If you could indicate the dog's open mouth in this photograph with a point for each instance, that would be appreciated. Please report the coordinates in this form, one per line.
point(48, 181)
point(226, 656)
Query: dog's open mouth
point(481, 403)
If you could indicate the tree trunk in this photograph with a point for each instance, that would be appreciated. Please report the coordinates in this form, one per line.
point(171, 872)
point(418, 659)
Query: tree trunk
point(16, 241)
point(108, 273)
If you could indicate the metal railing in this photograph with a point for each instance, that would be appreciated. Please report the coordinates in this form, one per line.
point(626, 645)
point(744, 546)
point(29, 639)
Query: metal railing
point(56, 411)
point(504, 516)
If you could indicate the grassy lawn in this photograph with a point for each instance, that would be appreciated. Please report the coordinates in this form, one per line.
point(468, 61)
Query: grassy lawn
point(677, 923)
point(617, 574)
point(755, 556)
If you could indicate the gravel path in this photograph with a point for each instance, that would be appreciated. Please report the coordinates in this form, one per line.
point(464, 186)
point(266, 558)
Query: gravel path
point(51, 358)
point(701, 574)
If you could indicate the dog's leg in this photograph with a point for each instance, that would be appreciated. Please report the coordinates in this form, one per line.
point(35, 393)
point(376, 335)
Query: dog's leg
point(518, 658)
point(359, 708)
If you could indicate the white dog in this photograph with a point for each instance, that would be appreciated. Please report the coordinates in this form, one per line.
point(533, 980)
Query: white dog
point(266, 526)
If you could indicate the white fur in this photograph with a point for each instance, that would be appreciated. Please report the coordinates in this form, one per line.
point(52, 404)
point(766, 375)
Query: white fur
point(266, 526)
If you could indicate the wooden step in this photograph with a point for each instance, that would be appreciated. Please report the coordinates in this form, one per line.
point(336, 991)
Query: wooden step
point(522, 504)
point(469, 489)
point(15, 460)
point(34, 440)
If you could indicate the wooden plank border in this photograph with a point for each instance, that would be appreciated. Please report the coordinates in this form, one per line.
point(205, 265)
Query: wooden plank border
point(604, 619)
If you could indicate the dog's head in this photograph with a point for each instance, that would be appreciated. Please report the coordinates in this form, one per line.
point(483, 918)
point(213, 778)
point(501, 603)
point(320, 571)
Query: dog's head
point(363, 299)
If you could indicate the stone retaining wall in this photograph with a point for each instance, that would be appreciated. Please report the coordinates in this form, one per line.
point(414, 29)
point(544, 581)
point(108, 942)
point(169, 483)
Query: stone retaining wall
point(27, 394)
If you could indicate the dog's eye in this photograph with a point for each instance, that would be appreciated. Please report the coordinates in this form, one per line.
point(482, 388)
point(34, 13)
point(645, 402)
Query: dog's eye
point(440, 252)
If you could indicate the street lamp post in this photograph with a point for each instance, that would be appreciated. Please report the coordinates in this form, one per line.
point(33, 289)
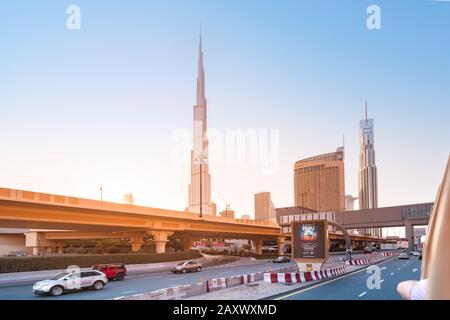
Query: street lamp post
point(201, 188)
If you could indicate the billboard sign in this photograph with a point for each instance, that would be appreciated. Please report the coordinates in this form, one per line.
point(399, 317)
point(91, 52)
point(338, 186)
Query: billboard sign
point(310, 239)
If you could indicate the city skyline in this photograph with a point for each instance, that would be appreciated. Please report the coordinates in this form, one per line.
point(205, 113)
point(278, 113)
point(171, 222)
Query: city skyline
point(107, 119)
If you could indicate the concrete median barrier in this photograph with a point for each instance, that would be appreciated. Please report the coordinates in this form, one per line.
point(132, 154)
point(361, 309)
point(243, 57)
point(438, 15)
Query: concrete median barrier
point(299, 277)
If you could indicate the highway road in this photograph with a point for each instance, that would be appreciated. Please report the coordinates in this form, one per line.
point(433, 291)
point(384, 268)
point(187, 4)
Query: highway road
point(354, 286)
point(141, 283)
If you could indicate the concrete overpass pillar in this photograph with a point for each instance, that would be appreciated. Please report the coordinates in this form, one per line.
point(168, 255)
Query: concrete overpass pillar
point(188, 243)
point(258, 246)
point(35, 251)
point(137, 240)
point(160, 238)
point(409, 234)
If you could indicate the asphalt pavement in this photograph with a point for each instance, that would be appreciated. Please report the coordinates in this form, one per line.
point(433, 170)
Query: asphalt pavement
point(140, 283)
point(354, 286)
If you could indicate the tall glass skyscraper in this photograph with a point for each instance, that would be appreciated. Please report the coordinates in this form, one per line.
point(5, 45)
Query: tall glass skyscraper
point(368, 181)
point(200, 187)
point(368, 184)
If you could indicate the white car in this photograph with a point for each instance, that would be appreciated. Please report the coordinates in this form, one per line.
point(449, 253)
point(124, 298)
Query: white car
point(71, 282)
point(403, 255)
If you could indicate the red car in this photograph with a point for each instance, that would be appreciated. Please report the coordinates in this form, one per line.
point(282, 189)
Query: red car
point(113, 271)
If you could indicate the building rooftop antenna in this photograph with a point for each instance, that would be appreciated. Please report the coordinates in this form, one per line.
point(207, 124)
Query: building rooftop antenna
point(366, 111)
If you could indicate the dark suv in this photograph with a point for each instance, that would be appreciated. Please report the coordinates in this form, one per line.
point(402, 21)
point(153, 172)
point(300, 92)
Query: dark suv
point(113, 271)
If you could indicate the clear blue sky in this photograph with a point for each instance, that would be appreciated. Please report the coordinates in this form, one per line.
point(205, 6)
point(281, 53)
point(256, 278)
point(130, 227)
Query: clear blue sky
point(98, 105)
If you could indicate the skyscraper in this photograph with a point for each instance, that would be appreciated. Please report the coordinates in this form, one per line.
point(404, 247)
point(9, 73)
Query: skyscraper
point(368, 184)
point(319, 182)
point(200, 186)
point(264, 208)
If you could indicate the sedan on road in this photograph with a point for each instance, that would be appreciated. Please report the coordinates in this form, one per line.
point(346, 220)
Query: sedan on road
point(281, 259)
point(71, 282)
point(187, 266)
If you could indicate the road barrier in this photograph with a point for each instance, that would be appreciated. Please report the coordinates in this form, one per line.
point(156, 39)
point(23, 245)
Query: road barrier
point(300, 277)
point(210, 285)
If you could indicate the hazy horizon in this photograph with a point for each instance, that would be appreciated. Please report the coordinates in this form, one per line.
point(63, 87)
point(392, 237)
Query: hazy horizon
point(98, 106)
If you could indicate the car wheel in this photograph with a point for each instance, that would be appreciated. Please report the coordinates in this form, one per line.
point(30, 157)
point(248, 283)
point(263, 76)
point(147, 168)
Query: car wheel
point(56, 291)
point(98, 285)
point(119, 277)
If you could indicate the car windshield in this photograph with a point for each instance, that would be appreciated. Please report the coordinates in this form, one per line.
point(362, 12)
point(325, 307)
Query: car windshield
point(59, 276)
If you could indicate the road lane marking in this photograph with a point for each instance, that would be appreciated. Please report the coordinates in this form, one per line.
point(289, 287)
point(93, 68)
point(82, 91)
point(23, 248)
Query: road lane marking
point(330, 281)
point(362, 294)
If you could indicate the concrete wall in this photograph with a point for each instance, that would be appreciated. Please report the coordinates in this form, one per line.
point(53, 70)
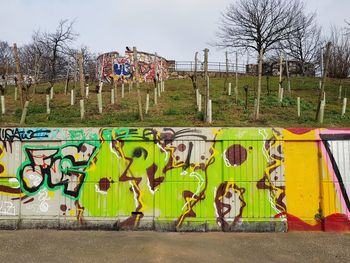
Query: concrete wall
point(198, 179)
point(120, 68)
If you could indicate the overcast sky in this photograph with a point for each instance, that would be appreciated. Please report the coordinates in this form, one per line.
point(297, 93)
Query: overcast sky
point(173, 28)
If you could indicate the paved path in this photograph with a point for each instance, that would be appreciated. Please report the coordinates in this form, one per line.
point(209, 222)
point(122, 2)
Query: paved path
point(104, 246)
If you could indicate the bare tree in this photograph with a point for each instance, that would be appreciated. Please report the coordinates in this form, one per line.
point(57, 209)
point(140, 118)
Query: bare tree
point(57, 46)
point(339, 65)
point(258, 24)
point(304, 43)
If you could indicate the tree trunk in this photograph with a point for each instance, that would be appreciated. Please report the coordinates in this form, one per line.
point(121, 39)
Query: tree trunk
point(139, 101)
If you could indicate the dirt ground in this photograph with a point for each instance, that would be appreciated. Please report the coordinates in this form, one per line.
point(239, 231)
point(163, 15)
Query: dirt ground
point(104, 246)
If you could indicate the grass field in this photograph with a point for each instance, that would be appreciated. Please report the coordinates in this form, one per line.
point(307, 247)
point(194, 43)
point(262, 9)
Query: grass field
point(177, 106)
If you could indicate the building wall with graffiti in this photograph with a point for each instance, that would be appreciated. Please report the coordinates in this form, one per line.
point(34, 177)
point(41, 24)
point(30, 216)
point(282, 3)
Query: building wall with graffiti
point(121, 68)
point(199, 179)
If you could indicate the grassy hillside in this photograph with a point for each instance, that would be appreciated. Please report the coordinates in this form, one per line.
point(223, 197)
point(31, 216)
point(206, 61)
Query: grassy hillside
point(177, 106)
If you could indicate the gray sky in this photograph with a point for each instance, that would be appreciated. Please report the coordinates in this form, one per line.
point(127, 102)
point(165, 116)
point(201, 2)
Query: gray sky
point(173, 28)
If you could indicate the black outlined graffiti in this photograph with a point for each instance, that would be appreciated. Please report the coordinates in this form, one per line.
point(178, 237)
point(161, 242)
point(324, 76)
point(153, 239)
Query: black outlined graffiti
point(55, 167)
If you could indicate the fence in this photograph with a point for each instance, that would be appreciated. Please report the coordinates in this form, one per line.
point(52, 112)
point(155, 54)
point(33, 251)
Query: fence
point(212, 67)
point(231, 179)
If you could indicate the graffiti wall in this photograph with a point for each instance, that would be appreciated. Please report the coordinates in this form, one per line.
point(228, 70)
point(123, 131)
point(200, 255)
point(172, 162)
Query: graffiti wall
point(230, 179)
point(121, 68)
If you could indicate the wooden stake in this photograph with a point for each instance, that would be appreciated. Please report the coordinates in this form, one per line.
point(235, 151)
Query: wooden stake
point(197, 97)
point(321, 114)
point(288, 79)
point(82, 109)
point(199, 102)
point(48, 111)
point(236, 87)
point(112, 96)
point(72, 97)
point(100, 87)
point(67, 81)
point(51, 93)
point(3, 108)
point(123, 89)
point(81, 75)
point(115, 92)
point(344, 107)
point(257, 102)
point(280, 89)
point(139, 101)
point(209, 118)
point(206, 93)
point(87, 88)
point(24, 112)
point(324, 77)
point(155, 96)
point(19, 75)
point(99, 102)
point(226, 75)
point(255, 108)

*Task brief:* Within the material above, the line with "Query: car windshield" opens the range and the line with "point(23, 248)" closes it; reproduce that range word for word.

*Response to the task:*
Query: car windshield
point(59, 276)
If you could indicate the road lane marking in this photograph with a point for each instance, that would be appreciated. Please report the coordinates in this form, one per line.
point(289, 287)
point(93, 68)
point(82, 91)
point(23, 248)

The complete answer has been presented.